··· Data for processing ···

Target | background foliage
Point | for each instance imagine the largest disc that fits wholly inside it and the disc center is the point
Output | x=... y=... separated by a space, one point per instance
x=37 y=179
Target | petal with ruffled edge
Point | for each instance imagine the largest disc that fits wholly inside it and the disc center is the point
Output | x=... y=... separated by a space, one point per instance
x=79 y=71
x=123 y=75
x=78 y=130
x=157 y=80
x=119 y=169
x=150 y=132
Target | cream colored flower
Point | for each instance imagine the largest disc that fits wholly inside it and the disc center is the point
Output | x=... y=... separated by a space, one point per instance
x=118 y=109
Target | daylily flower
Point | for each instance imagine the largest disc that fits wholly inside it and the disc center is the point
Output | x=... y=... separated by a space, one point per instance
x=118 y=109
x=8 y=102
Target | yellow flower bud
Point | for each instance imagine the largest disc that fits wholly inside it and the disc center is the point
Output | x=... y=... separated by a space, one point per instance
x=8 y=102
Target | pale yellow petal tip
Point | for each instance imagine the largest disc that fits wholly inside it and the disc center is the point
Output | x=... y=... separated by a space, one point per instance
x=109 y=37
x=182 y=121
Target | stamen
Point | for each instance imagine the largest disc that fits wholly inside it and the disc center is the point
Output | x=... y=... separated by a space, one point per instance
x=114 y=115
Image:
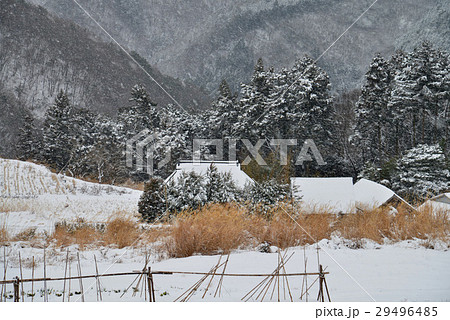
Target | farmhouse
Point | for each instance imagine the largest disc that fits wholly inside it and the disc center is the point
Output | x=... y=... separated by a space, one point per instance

···

* Problem to work on
How many lines of the records contain the word "petal"? Reply with the number and nothing else.

* Task response
2